Problem to work on => Please restate, word for word, the lines below that begin at the one with "[tag] clump of" and end at the one with "[tag] distant tree". Leave out all other lines.

Collected data entries
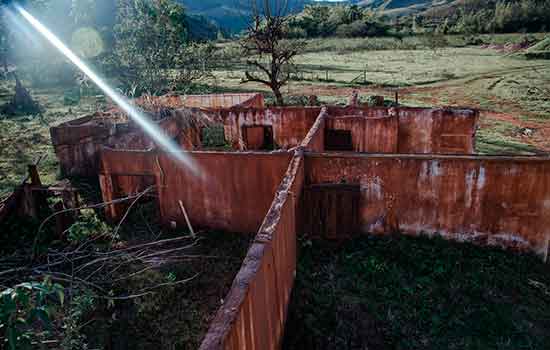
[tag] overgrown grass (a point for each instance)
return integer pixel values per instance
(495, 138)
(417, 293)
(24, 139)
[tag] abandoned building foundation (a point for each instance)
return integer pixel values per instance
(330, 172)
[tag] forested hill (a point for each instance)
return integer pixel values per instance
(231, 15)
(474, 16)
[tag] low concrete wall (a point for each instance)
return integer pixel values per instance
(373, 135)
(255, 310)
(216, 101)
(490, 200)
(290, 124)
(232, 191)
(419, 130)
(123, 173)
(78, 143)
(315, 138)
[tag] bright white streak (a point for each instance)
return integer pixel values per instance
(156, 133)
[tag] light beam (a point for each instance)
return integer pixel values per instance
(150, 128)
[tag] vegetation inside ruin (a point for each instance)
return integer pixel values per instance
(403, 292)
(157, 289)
* * *
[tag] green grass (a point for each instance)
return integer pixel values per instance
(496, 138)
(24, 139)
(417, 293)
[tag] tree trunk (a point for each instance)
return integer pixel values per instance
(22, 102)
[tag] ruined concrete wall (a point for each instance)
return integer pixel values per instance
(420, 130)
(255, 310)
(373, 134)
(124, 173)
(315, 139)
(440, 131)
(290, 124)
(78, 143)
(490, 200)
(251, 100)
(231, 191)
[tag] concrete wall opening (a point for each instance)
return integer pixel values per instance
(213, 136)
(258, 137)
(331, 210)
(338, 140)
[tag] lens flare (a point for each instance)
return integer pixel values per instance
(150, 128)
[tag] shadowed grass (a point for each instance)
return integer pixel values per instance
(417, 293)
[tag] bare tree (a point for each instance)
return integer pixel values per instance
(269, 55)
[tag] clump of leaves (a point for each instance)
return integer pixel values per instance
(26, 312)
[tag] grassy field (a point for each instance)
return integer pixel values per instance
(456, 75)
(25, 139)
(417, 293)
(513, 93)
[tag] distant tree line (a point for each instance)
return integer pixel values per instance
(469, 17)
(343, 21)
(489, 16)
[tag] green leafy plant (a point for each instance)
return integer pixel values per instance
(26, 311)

Finished task =>
[tag] clump of leaves (a point for each instance)
return integer pixel values per instance
(26, 312)
[tag] grassy field (a point for each instance)
return integer pixel values per instance
(456, 75)
(25, 139)
(417, 293)
(513, 93)
[tag] distant tree line (a point for each instance)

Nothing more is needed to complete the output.